Detection examples –
-- begin --

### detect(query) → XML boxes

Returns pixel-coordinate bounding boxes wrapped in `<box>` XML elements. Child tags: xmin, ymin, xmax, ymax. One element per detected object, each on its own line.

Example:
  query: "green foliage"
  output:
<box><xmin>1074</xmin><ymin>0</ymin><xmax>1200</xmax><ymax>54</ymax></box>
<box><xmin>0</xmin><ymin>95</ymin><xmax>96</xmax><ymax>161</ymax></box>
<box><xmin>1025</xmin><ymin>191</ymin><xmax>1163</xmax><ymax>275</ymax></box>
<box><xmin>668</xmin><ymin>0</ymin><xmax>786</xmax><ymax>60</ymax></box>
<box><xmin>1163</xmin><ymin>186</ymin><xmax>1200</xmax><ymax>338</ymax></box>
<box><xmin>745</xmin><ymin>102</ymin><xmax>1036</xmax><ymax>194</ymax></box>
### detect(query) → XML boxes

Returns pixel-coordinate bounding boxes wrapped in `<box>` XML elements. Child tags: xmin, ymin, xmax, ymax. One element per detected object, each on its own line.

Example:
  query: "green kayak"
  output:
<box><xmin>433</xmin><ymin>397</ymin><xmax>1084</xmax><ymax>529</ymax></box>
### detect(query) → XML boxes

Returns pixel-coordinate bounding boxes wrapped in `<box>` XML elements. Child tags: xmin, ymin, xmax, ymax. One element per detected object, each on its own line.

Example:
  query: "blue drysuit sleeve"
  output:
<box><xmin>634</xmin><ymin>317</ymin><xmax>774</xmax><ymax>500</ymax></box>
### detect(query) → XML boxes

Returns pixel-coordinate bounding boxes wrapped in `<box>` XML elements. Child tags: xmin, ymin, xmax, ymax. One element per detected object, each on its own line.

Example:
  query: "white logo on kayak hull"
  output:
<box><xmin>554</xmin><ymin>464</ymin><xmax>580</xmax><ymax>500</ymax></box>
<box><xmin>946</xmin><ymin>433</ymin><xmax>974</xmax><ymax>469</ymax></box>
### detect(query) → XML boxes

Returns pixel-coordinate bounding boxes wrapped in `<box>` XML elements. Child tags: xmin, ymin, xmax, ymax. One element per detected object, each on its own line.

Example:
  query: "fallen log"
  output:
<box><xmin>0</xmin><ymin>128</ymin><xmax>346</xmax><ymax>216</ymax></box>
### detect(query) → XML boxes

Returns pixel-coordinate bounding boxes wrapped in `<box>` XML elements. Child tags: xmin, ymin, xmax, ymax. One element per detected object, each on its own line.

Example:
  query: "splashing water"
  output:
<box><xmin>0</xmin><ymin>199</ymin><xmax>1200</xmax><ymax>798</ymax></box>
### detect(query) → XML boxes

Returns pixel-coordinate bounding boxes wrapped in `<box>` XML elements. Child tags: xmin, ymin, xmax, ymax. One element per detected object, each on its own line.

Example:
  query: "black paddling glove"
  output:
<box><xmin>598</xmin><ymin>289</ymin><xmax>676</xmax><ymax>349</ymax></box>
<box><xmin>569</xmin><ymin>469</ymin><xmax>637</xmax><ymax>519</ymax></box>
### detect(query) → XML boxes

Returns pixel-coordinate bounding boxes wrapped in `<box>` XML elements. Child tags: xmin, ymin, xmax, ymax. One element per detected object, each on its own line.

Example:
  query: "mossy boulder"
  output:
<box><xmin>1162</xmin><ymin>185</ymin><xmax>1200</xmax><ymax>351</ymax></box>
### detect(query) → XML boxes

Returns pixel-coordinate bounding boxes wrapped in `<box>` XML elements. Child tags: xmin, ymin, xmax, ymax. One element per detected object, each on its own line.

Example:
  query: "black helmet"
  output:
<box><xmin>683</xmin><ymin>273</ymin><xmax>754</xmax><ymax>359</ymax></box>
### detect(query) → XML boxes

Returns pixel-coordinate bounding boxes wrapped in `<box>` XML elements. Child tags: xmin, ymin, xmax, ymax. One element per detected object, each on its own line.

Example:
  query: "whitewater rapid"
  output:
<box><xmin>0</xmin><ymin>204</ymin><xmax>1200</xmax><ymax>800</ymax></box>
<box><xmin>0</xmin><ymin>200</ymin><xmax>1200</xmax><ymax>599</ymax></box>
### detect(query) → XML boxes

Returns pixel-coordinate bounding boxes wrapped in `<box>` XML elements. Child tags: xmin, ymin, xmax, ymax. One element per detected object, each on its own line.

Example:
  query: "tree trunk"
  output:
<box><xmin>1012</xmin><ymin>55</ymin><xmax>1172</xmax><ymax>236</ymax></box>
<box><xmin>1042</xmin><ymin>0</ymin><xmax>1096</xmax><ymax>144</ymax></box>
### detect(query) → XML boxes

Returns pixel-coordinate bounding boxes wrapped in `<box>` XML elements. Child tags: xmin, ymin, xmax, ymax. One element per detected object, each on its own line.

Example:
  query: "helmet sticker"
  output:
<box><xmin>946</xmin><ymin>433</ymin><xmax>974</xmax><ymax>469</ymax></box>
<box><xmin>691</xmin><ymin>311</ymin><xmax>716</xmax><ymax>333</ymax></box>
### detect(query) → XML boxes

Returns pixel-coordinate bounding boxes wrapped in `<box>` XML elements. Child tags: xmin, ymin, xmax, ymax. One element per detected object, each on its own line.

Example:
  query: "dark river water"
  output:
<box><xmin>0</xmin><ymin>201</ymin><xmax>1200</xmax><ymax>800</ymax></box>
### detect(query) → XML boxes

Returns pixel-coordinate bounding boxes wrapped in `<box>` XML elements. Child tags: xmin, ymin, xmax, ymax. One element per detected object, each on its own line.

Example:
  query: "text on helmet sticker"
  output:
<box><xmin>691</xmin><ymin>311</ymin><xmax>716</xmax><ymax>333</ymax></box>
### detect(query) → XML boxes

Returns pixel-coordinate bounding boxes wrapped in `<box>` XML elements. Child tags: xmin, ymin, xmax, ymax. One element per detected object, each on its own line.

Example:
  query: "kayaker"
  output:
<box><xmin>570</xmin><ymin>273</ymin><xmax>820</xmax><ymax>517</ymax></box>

-- end --
-- begin --

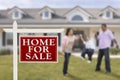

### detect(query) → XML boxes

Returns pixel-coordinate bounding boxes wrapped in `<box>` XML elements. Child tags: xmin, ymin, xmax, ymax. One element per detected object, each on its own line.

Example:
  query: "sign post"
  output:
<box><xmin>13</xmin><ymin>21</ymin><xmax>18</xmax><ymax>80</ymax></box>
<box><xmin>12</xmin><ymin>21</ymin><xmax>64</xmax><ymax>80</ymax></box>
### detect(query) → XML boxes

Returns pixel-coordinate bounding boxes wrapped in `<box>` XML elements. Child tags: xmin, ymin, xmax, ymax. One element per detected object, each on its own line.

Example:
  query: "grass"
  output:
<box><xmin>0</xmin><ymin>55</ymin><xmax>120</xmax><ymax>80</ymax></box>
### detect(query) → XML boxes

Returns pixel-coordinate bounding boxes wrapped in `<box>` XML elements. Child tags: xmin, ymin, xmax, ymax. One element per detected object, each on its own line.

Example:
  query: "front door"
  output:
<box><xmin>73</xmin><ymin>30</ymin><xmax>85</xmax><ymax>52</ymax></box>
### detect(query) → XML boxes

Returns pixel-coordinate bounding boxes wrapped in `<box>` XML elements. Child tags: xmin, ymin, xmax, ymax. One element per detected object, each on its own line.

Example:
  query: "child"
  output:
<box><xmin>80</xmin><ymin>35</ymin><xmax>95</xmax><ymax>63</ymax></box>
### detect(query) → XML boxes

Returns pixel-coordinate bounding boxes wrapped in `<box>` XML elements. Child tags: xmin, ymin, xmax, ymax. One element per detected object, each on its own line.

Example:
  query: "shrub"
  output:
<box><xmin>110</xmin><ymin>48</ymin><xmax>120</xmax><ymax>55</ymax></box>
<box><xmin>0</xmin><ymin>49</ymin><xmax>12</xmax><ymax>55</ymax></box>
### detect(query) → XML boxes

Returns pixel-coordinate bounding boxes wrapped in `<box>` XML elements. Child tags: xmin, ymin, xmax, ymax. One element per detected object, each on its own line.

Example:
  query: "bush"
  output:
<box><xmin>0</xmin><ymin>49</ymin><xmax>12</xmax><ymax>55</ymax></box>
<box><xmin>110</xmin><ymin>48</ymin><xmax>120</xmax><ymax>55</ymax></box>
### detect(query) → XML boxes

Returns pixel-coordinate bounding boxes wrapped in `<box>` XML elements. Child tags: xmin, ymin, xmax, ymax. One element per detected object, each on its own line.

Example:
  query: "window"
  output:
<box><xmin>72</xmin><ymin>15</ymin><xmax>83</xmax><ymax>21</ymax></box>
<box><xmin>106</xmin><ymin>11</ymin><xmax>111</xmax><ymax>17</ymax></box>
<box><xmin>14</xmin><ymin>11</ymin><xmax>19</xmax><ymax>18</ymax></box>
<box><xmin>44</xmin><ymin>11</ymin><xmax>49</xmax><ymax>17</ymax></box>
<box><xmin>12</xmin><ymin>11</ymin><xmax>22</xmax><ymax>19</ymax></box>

-- end --

Challenge – How many lines of the material above contain the word "sticker"? Reply with the number alone.

In response – 2